**What is expected**
Go through the listing below and gather every line with the word "step".

Top of The data

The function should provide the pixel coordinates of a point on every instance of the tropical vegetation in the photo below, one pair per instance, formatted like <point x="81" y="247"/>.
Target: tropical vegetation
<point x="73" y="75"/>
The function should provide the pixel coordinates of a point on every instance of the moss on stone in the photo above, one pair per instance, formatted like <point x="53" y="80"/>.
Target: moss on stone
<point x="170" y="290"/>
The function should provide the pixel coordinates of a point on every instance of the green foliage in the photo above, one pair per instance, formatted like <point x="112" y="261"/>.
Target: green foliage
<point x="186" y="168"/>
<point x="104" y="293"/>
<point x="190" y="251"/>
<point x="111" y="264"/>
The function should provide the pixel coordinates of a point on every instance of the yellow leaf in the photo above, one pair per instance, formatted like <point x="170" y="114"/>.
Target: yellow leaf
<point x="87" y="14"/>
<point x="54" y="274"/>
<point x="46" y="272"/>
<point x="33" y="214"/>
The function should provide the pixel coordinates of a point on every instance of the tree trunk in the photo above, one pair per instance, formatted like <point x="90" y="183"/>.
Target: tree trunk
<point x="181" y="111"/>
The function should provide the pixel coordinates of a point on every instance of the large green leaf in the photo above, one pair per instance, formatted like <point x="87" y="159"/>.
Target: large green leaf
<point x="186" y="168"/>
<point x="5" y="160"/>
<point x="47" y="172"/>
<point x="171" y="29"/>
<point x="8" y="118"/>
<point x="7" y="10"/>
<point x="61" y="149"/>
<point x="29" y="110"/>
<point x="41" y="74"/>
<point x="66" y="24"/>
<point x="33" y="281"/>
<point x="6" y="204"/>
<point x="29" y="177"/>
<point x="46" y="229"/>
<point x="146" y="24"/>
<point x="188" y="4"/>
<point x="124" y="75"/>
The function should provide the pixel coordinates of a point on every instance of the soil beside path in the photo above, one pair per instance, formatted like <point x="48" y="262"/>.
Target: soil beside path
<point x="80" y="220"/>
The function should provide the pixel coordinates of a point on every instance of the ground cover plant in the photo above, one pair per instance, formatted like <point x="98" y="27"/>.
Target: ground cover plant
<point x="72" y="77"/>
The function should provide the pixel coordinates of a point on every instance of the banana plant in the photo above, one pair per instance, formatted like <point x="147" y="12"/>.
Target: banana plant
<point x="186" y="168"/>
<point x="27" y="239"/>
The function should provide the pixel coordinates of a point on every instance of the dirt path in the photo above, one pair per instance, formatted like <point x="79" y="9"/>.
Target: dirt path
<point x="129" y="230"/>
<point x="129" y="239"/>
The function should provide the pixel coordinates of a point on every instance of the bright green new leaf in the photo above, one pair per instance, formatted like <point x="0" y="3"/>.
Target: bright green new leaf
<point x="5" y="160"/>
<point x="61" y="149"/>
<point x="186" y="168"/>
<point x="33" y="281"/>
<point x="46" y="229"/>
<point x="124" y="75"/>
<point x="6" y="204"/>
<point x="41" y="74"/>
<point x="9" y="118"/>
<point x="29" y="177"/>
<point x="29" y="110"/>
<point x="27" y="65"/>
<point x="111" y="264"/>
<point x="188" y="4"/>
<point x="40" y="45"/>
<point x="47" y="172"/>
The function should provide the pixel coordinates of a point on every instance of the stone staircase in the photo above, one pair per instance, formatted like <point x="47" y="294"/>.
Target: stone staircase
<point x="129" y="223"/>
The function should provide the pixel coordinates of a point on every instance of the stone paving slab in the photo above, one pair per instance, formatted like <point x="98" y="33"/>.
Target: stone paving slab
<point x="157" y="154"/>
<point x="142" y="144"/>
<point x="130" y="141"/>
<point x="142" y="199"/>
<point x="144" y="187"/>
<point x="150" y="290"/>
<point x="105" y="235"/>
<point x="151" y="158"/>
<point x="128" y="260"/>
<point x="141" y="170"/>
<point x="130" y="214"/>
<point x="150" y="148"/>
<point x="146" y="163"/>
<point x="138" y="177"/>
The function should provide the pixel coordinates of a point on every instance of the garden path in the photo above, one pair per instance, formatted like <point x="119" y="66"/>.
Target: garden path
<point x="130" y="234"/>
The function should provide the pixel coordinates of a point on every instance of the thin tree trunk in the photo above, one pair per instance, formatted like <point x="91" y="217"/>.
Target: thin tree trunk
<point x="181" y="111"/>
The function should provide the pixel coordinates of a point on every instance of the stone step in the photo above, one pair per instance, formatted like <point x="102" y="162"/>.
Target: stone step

Bottom of The data

**Finished exercise**
The function should provide the pixel coordinates of a point on every instance of the stone step in the photo above, one pair per instance, formatted like <point x="102" y="162"/>.
Target: stone step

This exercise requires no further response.